• [Stated exercise]:
Turn the lines of these items into a numbered list, skipping any blank lines. Leave the pictures out of your answer.

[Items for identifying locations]
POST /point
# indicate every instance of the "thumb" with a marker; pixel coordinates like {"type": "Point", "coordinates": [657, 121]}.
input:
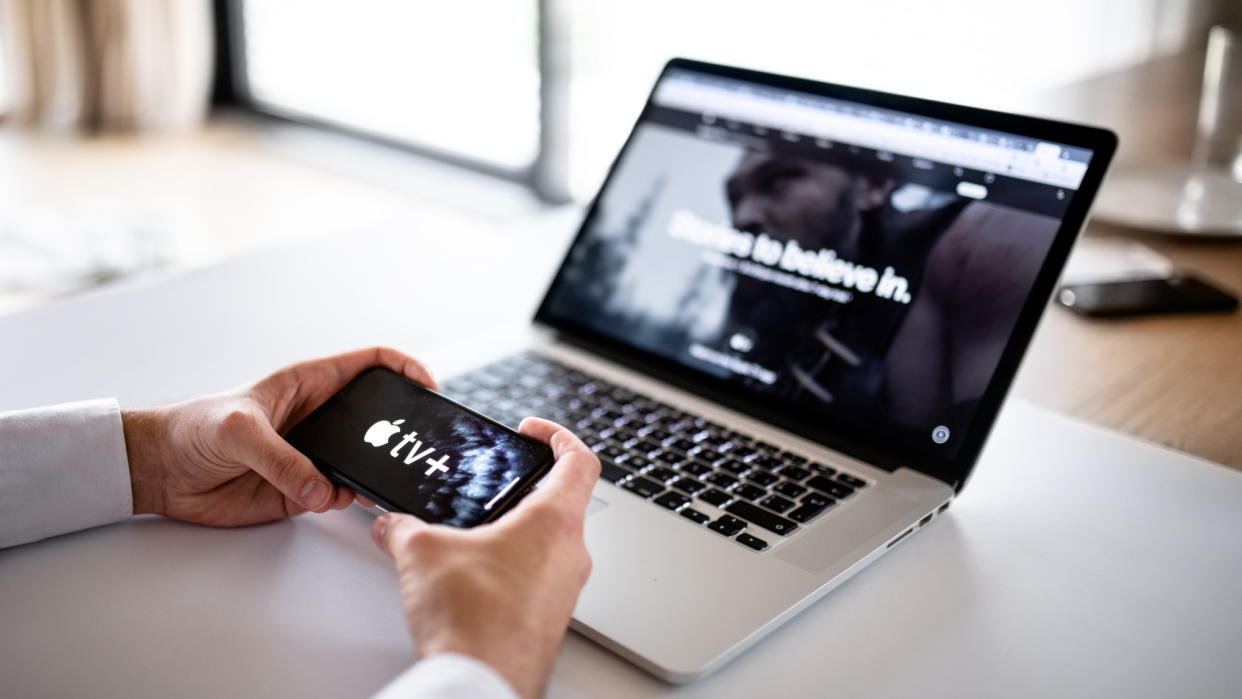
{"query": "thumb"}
{"type": "Point", "coordinates": [282, 466]}
{"type": "Point", "coordinates": [393, 532]}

• [Complete output]:
1. POST /point
2. # indicate every instance of the "thumb" with a marker; pixel coordinates like {"type": "Point", "coordinates": [657, 121]}.
3. input:
4. {"query": "thumb"}
5. {"type": "Point", "coordinates": [282, 466]}
6. {"type": "Point", "coordinates": [393, 532]}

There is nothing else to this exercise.